> **What you are asked to do**
Write out, precisely and in full, each line of the material.
____________________
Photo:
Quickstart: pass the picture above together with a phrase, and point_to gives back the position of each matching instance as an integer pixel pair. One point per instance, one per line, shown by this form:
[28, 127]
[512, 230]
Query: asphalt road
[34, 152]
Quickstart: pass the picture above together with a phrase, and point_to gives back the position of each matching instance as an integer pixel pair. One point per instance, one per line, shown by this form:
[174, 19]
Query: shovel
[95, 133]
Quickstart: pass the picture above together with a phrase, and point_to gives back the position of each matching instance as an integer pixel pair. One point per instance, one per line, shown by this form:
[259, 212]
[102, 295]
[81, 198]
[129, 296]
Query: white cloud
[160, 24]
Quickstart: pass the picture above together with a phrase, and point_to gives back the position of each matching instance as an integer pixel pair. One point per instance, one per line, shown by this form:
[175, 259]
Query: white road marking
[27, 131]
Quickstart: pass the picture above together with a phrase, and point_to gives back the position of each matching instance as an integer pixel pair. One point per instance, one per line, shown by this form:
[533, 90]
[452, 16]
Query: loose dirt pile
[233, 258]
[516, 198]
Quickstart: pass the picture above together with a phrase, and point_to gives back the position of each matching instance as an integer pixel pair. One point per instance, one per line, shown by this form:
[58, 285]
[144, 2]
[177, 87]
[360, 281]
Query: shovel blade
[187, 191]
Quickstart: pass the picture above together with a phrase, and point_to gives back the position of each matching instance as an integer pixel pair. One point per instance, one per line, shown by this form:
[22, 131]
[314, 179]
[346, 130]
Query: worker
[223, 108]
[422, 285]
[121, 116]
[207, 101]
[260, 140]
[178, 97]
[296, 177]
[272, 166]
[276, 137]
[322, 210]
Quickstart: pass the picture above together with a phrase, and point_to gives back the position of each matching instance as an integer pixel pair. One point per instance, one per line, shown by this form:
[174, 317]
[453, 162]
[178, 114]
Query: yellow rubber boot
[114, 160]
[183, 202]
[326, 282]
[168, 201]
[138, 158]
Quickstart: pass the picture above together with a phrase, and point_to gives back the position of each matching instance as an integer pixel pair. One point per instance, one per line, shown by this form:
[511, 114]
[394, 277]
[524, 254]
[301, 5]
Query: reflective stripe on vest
____________________
> **Correct response**
Photo:
Quickstart: pass the picture above together with a phrase, and point_to gives back the position of each matching instance as an integer pixel pair. One point per instance, one per line, shown by this form:
[28, 127]
[512, 230]
Query: asphalt road
[34, 152]
Quickstart: pass the picture above together with a phrase, and point_to gives back the position of each matching instance as an integer pixel pair. One point per instance, one per line, shown by this form:
[174, 19]
Query: shovel
[95, 133]
Quickstart: pass the picture above together with a phrase, and point_to gives back the position of each matching instance as an integer pixel pair. One point per instance, one per line, shown by this form:
[259, 212]
[102, 295]
[81, 198]
[129, 296]
Query: white cloud
[160, 24]
Quickstart: pass the picture above together with a phrase, and point_to gives back the position of each matching instance as an integer pixel pair. One point per instance, one per line, shown by this form:
[175, 259]
Query: white road marking
[27, 131]
Quickstart: pass the picture above together with a phrase, and point_to gives back the position of each matching instance as an integer pixel pair. One point per instance, one per line, shown by this form:
[533, 90]
[452, 16]
Query: loose dirt pile
[233, 258]
[516, 198]
Quickstart: pass the picture above together with a phrase, and point_to gives back the position of each matching instance as an integer pixel pair. One point per instance, one per line, shown by this form:
[58, 285]
[144, 2]
[177, 87]
[360, 281]
Query: shovel blade
[187, 191]
Quickstart: pass the picture above together with a phrase, and point_to gives back the position of each matching instance as an integer pixel pair. One point per instance, one per line, shown by this form:
[22, 131]
[314, 179]
[346, 130]
Query: worker
[223, 108]
[422, 285]
[121, 116]
[207, 101]
[260, 140]
[178, 97]
[296, 177]
[272, 166]
[276, 137]
[322, 210]
Quickstart: pass the picture above together with a phrase, and point_to gives back the position of each matching instance as an integer pixel pair. One point per instance, one per line, shown by this form:
[174, 317]
[453, 162]
[178, 114]
Query: yellow rubber boot
[114, 160]
[183, 202]
[326, 282]
[168, 201]
[138, 158]
Quickstart: pass the picture above together with a phrase, and point_to gives back the position of each matching instance as an integer pixel pair. One point per instance, one per line, shown by this form:
[511, 114]
[394, 277]
[524, 254]
[301, 5]
Query: reflective stripe on vest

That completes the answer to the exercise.